- [TASK]:
Reproduce every one of the records below verbatim, keeping each line unchanged.

- [SOURCE RECORDS]:
** Start **
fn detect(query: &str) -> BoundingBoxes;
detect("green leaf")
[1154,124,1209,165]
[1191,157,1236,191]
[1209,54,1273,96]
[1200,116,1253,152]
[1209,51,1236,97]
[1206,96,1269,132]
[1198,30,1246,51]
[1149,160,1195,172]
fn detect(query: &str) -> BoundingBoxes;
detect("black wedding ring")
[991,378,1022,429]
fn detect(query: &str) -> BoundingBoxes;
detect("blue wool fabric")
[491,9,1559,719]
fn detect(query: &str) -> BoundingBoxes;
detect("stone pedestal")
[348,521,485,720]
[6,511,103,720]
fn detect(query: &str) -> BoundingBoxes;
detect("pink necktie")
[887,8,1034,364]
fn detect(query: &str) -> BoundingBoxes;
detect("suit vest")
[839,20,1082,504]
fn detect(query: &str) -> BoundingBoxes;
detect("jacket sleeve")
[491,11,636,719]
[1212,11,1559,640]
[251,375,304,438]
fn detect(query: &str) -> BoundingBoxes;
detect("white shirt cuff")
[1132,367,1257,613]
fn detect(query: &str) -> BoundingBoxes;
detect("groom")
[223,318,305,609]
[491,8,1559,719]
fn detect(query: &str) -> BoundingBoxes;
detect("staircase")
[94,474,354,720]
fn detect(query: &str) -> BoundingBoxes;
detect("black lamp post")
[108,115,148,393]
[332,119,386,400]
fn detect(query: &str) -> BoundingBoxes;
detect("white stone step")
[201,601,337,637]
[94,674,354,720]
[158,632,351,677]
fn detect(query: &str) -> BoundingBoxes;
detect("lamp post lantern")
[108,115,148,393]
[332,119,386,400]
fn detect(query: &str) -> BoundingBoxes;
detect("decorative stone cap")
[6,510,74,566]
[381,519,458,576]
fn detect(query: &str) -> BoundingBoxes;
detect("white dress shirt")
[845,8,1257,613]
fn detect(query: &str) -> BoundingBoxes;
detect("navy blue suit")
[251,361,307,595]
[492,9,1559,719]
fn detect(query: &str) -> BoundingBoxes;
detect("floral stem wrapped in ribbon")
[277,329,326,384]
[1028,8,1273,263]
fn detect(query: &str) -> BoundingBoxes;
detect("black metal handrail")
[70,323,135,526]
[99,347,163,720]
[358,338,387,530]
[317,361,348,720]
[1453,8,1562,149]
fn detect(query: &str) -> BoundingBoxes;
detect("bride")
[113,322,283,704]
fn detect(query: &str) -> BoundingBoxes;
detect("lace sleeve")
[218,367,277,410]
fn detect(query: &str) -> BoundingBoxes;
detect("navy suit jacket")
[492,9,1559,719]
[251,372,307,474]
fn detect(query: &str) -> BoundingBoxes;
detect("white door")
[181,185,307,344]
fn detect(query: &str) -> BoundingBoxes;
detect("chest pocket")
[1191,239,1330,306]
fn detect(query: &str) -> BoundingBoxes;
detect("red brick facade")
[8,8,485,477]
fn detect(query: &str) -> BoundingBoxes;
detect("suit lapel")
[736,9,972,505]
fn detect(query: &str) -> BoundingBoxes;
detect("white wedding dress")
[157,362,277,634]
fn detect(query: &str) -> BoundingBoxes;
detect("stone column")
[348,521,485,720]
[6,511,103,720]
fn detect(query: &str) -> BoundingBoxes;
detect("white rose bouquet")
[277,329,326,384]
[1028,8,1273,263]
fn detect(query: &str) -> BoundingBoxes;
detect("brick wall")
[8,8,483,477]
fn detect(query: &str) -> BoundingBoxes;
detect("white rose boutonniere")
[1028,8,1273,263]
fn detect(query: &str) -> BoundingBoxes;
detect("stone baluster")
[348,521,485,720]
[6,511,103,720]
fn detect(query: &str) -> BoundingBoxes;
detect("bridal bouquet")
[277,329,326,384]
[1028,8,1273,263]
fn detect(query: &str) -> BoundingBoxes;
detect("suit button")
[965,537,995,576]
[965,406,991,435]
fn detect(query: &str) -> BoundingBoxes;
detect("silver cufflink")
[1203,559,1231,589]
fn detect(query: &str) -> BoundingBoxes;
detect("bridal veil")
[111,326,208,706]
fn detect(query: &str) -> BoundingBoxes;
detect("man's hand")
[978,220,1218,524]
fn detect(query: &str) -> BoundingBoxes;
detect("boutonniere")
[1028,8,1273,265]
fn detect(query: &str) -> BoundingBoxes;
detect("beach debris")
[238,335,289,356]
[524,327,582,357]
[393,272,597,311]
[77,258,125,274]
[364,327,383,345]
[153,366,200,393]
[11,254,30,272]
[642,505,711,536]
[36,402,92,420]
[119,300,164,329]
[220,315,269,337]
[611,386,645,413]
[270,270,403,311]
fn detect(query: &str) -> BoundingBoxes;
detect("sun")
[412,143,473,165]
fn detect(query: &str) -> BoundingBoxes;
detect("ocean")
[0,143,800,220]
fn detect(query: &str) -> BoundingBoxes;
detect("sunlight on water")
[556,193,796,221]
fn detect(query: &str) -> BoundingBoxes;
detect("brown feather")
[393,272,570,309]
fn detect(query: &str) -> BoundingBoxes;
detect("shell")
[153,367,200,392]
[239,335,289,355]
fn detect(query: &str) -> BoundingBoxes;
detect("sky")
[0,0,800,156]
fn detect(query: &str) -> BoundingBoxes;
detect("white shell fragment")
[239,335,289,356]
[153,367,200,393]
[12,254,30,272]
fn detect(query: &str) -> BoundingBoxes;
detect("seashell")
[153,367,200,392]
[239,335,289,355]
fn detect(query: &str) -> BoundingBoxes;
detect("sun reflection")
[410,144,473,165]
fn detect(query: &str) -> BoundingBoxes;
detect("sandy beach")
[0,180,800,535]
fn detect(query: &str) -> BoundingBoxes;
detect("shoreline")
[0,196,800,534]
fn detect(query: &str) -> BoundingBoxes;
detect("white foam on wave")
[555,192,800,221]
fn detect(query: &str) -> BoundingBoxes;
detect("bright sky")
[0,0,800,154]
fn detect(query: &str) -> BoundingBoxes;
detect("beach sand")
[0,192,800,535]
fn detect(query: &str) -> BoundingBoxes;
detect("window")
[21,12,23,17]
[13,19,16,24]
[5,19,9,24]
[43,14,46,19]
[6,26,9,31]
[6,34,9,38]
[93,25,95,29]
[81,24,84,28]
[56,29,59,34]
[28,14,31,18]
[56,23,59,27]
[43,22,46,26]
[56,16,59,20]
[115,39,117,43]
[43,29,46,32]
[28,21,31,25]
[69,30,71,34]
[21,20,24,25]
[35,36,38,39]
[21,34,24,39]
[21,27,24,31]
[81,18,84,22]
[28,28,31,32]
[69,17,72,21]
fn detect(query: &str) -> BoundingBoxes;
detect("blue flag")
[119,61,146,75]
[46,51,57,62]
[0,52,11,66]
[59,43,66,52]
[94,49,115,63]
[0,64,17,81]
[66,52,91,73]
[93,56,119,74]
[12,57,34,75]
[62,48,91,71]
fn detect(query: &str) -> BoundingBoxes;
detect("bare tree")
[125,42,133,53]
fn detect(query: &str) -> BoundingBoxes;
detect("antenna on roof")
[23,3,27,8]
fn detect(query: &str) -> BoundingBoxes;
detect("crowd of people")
** End **
- [EXERCISE ANSWER]:
fn detect(query: &str) -> BoundingBoxes;
detect("green leaf")
[1154,124,1209,165]
[1191,157,1236,191]
[1209,54,1273,96]
[1200,116,1253,152]
[1209,51,1236,97]
[1206,96,1269,132]
[1198,30,1246,51]
[1149,160,1195,172]
fn detect(query: &str) -> BoundingBoxes;
detect("black wedding ring")
[991,378,1022,429]
fn detect(query: &str) -> BoundingBoxes;
detect("blue wool fabric")
[491,9,1559,719]
fn detect(query: &str) -> BoundingBoxes;
detect("stone pedestal")
[348,521,485,720]
[6,511,103,720]
fn detect(query: &str) -> BoundingBoxes;
detect("pink necktie")
[887,8,1034,364]
fn detect(query: &str) -> BoundingBoxes;
detect("suit vest")
[839,20,1082,504]
fn detect(query: &str) -> BoundingBoxes;
detect("jacket sleeve")
[491,11,636,719]
[1212,11,1559,640]
[251,375,304,438]
fn detect(query: &str) -> BoundingBoxes;
detect("white shirt cuff")
[1132,367,1257,613]
fn detect(query: &str) -> BoundingBoxes;
detect("groom")
[223,318,305,609]
[491,8,1559,719]
fn detect(query: &str) -> BoundingBoxes;
detect("staircase")
[94,474,354,720]
fn detect(query: &str) -> BoundingBoxes;
detect("black lamp post")
[108,115,148,393]
[332,119,386,400]
fn detect(query: &str) -> BoundingBoxes;
detect("white stone step")
[201,601,337,637]
[94,674,354,720]
[158,632,351,677]
fn detect(query: &str) -> BoundingBoxes;
detect("lamp post lantern")
[108,115,148,393]
[332,119,386,400]
fn detect(query: &str) -> BoundingBoxes;
detect("decorative stone cap")
[6,510,74,566]
[381,519,458,576]
fn detect(query: &str) -> BoundingBoxes;
detect("white dress shirt")
[845,8,1257,613]
fn detect(query: &str) -> BoundingBoxes;
detect("navy blue suit")
[251,361,307,595]
[492,9,1559,719]
fn detect(query: &str) -> BoundingBoxes;
detect("floral stem wrapped in ribbon")
[277,329,326,384]
[1028,8,1273,263]
fn detect(query: &str) -> BoundingBoxes;
detect("black metal handrail")
[70,323,135,526]
[99,347,163,720]
[358,338,387,530]
[317,361,348,720]
[1453,8,1562,149]
fn detect(query: &str) -> BoundingBoxes;
detect("bride")
[113,322,283,704]
fn detect(query: &str) -> BoundingBoxes;
detect("lace sleeve")
[218,367,277,410]
fn detect(query: &str) -> BoundingBoxes;
detect("navy suit jacket")
[492,9,1559,719]
[251,372,307,474]
fn detect(query: &str) -> BoundingBoxes;
detect("white door")
[181,185,307,344]
fn detect(query: &str) -> BoundingBoxes;
detect("chest pocket")
[1191,239,1330,306]
fn detect(query: &str) -> BoundingBoxes;
detect("red brick facade")
[8,8,485,477]
fn detect(query: &str) -> BoundingBoxes;
detect("suit lapel")
[736,9,972,505]
fn detect(query: &str) -> BoundingBoxes;
detect("white wedding dress")
[157,362,277,634]
fn detect(query: &str) -> BoundingBoxes;
detect("stone column")
[348,521,485,720]
[6,511,103,720]
fn detect(query: &str) -> BoundingBoxes;
detect("white rose bouquet")
[277,329,326,384]
[1028,8,1273,263]
fn detect(query: &str) -> BoundingBoxes;
detect("brick wall")
[8,8,483,477]
fn detect(query: &str) -> BoundingBoxes;
detect("white rose boutonniere")
[1028,8,1273,263]
fn detect(query: &str) -> BoundingBoxes;
detect("stone baluster")
[348,521,485,720]
[6,511,103,720]
fn detect(query: &str) -> BoundingBoxes;
detect("bridal bouquet")
[277,329,326,384]
[1028,8,1273,263]
fn detect(query: &str) -> BoundingBoxes;
detect("suit button")
[965,537,995,576]
[965,406,991,435]
fn detect(query: &str) -> BoundingBoxes;
detect("silver cufflink")
[1203,559,1231,589]
fn detect(query: &str) -> BoundingBoxes;
detect("bridal veil")
[111,326,208,706]
fn detect(query: &str) -> BoundingBoxes;
detect("man's hand")
[978,220,1218,524]
fn detect(query: &str) -> BoundingBoxes;
detect("boutonniere")
[1028,8,1273,265]
fn detect(query: &str) -> BoundingBoxes;
detect("beach debris")
[238,335,289,356]
[524,327,582,357]
[393,272,597,311]
[77,258,125,274]
[364,327,383,345]
[153,366,200,393]
[11,254,30,272]
[642,505,711,536]
[36,402,92,420]
[119,300,164,329]
[220,315,269,337]
[611,386,645,413]
[270,270,403,311]
fn detect(query: &str) -> BoundingBoxes;
detect("sun")
[412,143,473,165]
fn detect(query: &str) -> BoundingBoxes;
detect("ocean")
[0,143,800,220]
fn detect(query: &str) -> BoundingBoxes;
detect("sunlight on water")
[556,193,796,221]
fn detect(query: &str) -> BoundingBoxes;
detect("brown feather")
[393,272,570,309]
fn detect(query: &str) -> BoundingBoxes;
detect("shell")
[153,367,200,392]
[239,335,289,355]
fn detect(query: &str) -> BoundingBoxes;
detect("sky")
[0,0,800,156]
fn detect(query: &str) -> BoundingBoxes;
detect("white shell fragment")
[239,335,289,356]
[153,367,200,393]
[12,254,30,272]
fn detect(query: &str) -> BoundingBoxes;
detect("seashell")
[153,367,200,392]
[239,335,289,355]
fn detect(query: &str) -> BoundingBoxes;
detect("sun reflection")
[410,144,473,165]
fn detect(query: &str) -> BoundingBoxes;
detect("sandy beach")
[0,180,800,535]
fn detect(query: &str) -> BoundingBoxes;
detect("shoreline")
[0,196,800,534]
fn detect(query: &str) -> BoundingBoxes;
detect("white foam on wave")
[555,192,800,221]
fn detect(query: &str) -> BoundingBoxes;
detect("bright sky")
[0,0,800,154]
fn detect(query: &str) -> BoundingBoxes;
detect("beach sand")
[0,192,800,535]
fn detect(query: &str) -> BoundingBoxes;
detect("window")
[21,12,23,17]
[13,19,16,24]
[5,19,9,24]
[43,14,46,19]
[6,26,9,31]
[6,34,9,38]
[93,25,95,29]
[81,24,84,28]
[56,29,59,34]
[28,14,31,18]
[56,23,59,27]
[43,22,46,26]
[56,16,59,20]
[115,39,117,43]
[43,29,46,32]
[28,21,31,25]
[69,30,71,34]
[21,20,24,25]
[35,36,38,39]
[21,34,24,39]
[21,27,24,31]
[81,18,84,22]
[28,28,31,32]
[69,17,72,21]
fn detect(query: &str) -> BoundingBoxes;
detect("blue flag")
[119,61,146,75]
[46,51,57,62]
[0,52,11,66]
[59,43,66,52]
[94,49,115,63]
[0,64,17,81]
[66,52,91,73]
[93,56,119,74]
[12,57,34,75]
[62,48,91,71]
fn detect(query: &str) -> BoundingBoxes;
detect("bare tree")
[125,42,133,53]
fn detect(query: &str) -> BoundingBoxes;
detect("antenna on roof")
[23,3,27,8]
fn detect(query: &str) -> BoundingBoxes;
detect("crowd of people")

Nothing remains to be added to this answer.